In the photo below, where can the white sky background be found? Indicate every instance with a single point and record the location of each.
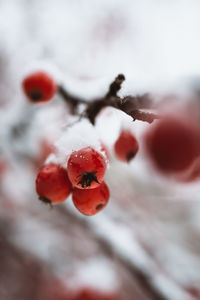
(153, 42)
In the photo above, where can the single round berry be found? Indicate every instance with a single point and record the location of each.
(126, 146)
(52, 184)
(91, 201)
(39, 87)
(173, 143)
(86, 168)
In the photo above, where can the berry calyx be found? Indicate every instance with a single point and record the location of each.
(86, 168)
(126, 146)
(173, 143)
(91, 201)
(39, 87)
(52, 184)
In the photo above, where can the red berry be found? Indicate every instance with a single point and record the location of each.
(91, 294)
(173, 143)
(126, 146)
(52, 184)
(86, 168)
(39, 87)
(91, 201)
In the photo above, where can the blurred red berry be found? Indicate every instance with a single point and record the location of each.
(126, 146)
(104, 149)
(173, 143)
(39, 87)
(91, 201)
(91, 294)
(52, 184)
(87, 293)
(86, 168)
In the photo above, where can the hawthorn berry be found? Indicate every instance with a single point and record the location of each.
(126, 146)
(52, 184)
(86, 168)
(87, 293)
(173, 143)
(39, 87)
(91, 201)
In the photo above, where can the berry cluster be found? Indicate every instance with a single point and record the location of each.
(83, 176)
(172, 143)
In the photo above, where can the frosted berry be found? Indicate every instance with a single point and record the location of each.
(39, 87)
(52, 184)
(86, 168)
(173, 143)
(126, 146)
(91, 201)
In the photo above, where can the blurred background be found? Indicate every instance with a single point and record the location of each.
(146, 244)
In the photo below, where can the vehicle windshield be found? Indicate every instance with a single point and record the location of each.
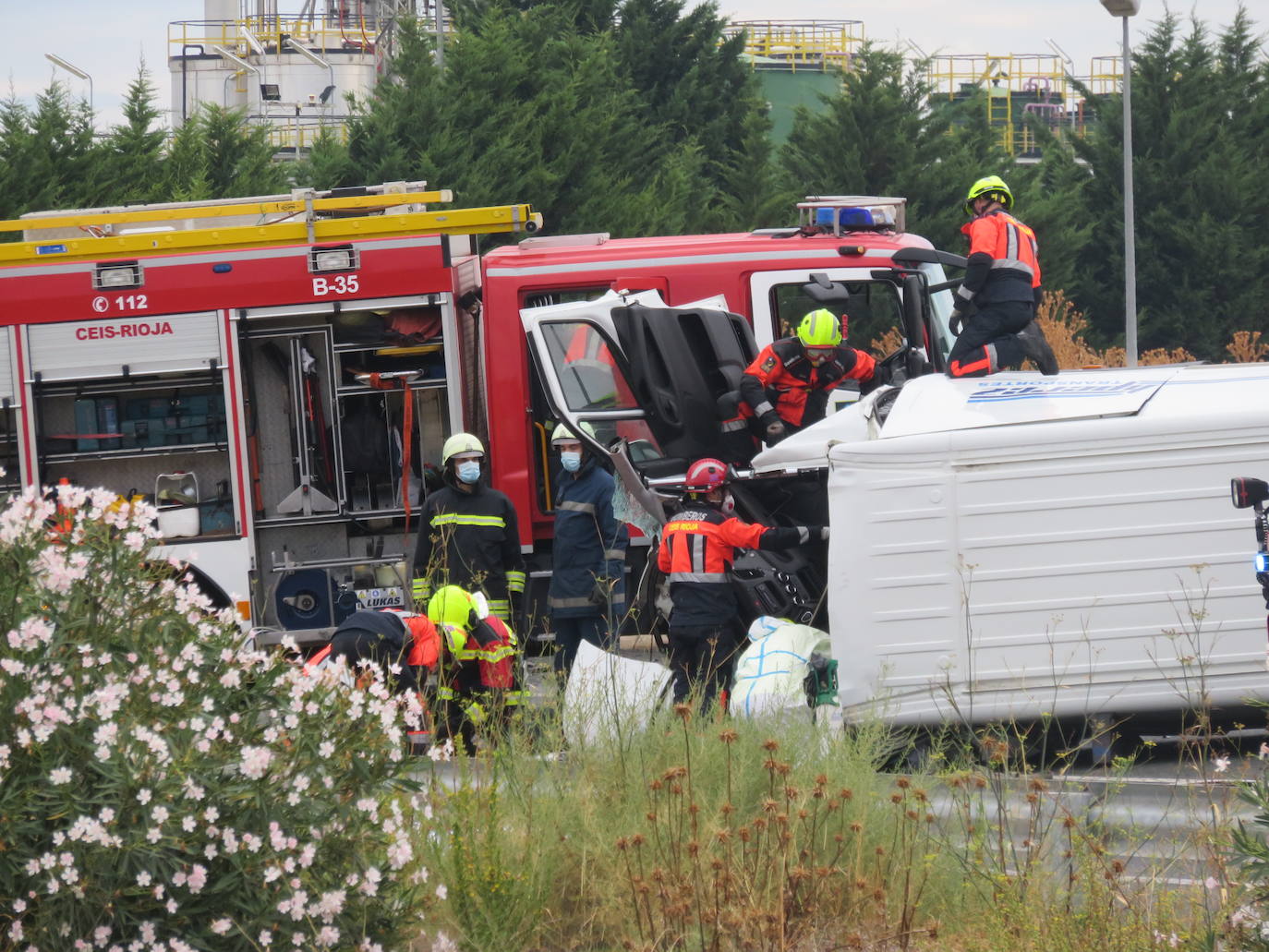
(940, 308)
(584, 365)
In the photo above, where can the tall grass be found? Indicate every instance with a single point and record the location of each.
(727, 836)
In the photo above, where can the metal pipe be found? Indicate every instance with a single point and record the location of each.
(1130, 237)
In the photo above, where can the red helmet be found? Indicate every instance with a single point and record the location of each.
(705, 475)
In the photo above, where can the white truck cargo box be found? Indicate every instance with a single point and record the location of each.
(1018, 546)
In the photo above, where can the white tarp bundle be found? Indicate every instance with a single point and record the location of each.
(610, 697)
(770, 671)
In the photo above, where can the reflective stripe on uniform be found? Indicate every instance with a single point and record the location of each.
(1014, 264)
(698, 576)
(583, 602)
(457, 519)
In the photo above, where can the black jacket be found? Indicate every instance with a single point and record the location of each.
(471, 539)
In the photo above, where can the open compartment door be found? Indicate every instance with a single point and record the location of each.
(662, 379)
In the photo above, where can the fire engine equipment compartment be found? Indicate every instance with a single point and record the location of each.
(176, 498)
(359, 400)
(133, 403)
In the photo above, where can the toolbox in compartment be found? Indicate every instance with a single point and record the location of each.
(85, 422)
(175, 419)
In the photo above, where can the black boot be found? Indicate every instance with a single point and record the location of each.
(1034, 345)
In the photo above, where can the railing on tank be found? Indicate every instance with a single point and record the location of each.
(800, 44)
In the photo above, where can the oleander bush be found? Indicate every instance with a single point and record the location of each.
(163, 785)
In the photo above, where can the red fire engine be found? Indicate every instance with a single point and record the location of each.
(279, 372)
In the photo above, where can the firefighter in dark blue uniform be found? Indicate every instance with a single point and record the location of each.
(468, 535)
(587, 584)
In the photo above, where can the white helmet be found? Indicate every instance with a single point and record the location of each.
(563, 433)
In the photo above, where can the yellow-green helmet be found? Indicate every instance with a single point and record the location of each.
(820, 328)
(994, 188)
(451, 606)
(460, 443)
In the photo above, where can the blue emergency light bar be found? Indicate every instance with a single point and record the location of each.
(847, 217)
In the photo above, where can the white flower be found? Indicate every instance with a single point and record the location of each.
(197, 878)
(255, 762)
(441, 752)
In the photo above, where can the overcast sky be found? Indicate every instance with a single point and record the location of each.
(108, 38)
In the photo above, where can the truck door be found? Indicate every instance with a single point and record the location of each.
(634, 368)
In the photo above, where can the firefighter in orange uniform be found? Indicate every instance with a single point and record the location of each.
(476, 681)
(787, 385)
(697, 549)
(1003, 283)
(399, 644)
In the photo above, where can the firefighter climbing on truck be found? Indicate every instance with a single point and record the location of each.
(995, 305)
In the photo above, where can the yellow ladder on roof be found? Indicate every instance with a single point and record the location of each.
(311, 219)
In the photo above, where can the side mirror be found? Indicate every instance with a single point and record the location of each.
(913, 312)
(828, 294)
(1246, 491)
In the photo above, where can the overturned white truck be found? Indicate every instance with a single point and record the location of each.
(1007, 548)
(1021, 546)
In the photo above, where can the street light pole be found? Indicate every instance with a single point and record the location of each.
(1125, 9)
(75, 71)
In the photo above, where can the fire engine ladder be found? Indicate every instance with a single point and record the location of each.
(304, 217)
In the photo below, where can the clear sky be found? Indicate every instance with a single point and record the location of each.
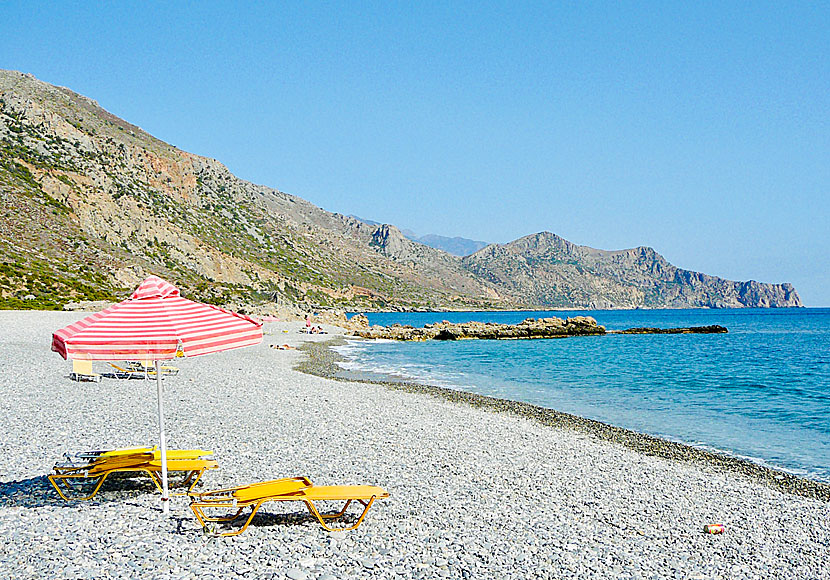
(697, 128)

· · · ·

Return all the entries word for word, but omit any pictures they contain.

(THE COMPLETED TASK):
In the photo below, where can the white sky background be found? Indicate every instance with a single point and record the location of each.
(153, 42)
In the photo above, where can the single round berry be found? Indicate every instance with a single point and record the location of each.
(126, 146)
(52, 184)
(91, 201)
(39, 87)
(173, 143)
(86, 168)
In the photo above, where can the berry calyx be found? Indicate every instance with a single point and record the location of each.
(86, 168)
(126, 146)
(173, 143)
(91, 201)
(39, 87)
(52, 184)
In the photo above, where can the red berry be found? Indicate every instance with a single point and record the location of each.
(91, 294)
(173, 143)
(126, 146)
(52, 184)
(86, 168)
(39, 87)
(91, 201)
In the photo above, where can the blurred red berry be found? Indicate every instance with a single point and record the location of each.
(126, 146)
(104, 149)
(173, 143)
(39, 87)
(91, 201)
(91, 294)
(52, 184)
(87, 293)
(86, 168)
In the photo above, where can the hawthorn berry be found? Indicate every instance with a single point and record the location of each.
(126, 146)
(52, 184)
(86, 168)
(87, 293)
(173, 143)
(39, 87)
(91, 201)
In the photo above, where can the berry cluster be found? Indicate every instance with a single point and record the location of each.
(83, 176)
(172, 143)
In the photo above, where can the frosted berry be found? Indicate every instance with a single point and record the location of each.
(39, 87)
(52, 184)
(86, 168)
(173, 143)
(126, 146)
(91, 201)
In the photo above, where can the blurred background be found? Indicate every instance with a single point and record the location of each.
(146, 244)
In the photo below, where can the vehicle windshield be found? Indicate every instance with a single point and record the location of each.
(940, 308)
(584, 365)
In the photo above, where can the tall grass be found? Indicate every instance with a single point and record the location of each.
(727, 836)
In the photo above, where can the metal pipe be found? Indicate every instance with a single point and record the location of each.
(1130, 237)
In the photo above, where can the red helmet be found? Indicate every instance with a single point and record the location of each.
(705, 475)
In the photo above, where can the white truck cargo box be found? Indicate every instance with a single point and record the location of each.
(1018, 546)
In the photo above, where can the white tarp bundle be found? Indicate every instance with a single point and record the location of each.
(610, 697)
(770, 671)
In the photo above, where can the reflective stripe on uniform be found? Indicate every instance with a single point and record the location of each.
(1014, 264)
(698, 576)
(583, 602)
(457, 519)
In the photo above, where can the black jacket be found? Indicate every instance with a single point and record the location of each.
(471, 539)
In the photo above, where can the open compartment door be found? Indicate every instance with a single point and record the location of each.
(662, 379)
In the photo above, where can the fire engine equipment compartment be found? Indicate every instance with a single point and record the location of each.
(176, 498)
(359, 400)
(133, 403)
In the photo above, where can the toolbox in compartment be found? Indicate every instance with a single point and record the location of each.
(85, 422)
(175, 419)
In the photo above, where can the black boot be found? Indicate every instance with a single point and record the location of each.
(1034, 345)
In the photo above, where can the railing on tank be found? Indicate every instance with a single point and record the location of each.
(800, 44)
In the photo above, where can the oleander bush be found? Indicate every instance with a single point and record the location of each.
(163, 785)
In the photo above, where can the red fire engine be found? Indicate every instance with a single point and record the location of each.
(279, 372)
In the photo above, where can the firefighter in dark blue uniform be found? Indicate every instance with a single point and record the location of each.
(468, 535)
(587, 584)
In the photo above, where can the white helmet be found? Indicate every instance with a single point and record the location of each.
(563, 433)
In the photo above, where can the yellow-green helmet be found? Indicate every instance with a single point and record the location of each.
(820, 328)
(994, 188)
(451, 606)
(460, 443)
In the photo above, where can the blue emergency light bar be found? Indicate every instance with a single point and record the location of each.
(847, 217)
In the photo above, where can the white flower be found? Indicate every instance with a single point and record the location of each.
(197, 878)
(255, 762)
(441, 752)
In the photo above, where can the overcast sky be found? Indicate every instance with a single point and record the location of each.
(108, 38)
In the photo above, where can the truck door be found? Indicate every instance with a single point and record the location of each.
(634, 368)
In the photo above, where can the firefighter in orange uniform be found? Indicate every instance with a single point and record the location of each.
(476, 681)
(787, 385)
(697, 549)
(1003, 283)
(399, 644)
In the photo above, where can the firefighter climbing on truck be found? Indicate every instance with a single point and record the location of each.
(995, 305)
In the photo above, where can the yellow ladder on roof be found? Indicate every instance with a single point and record the location of each.
(311, 219)
In the photo above, where can the side mirror be found? Indicate every instance with a single point and record the location of each.
(913, 312)
(828, 294)
(1246, 491)
In the photo above, where can the overturned white truck be found? Indicate every instance with a single point and record the location of each.
(1007, 548)
(1021, 546)
In the photo above, where can the street light pole be found? Indicate every instance with a single point and record the location of each.
(1125, 9)
(75, 71)
In the photo above, where can the fire engine ladder be found? Indicate every instance with a single point and record the location of each.
(304, 217)
In the photo below, where can the clear sky be found? Indicate every instance with a single point and record the location of each.
(697, 128)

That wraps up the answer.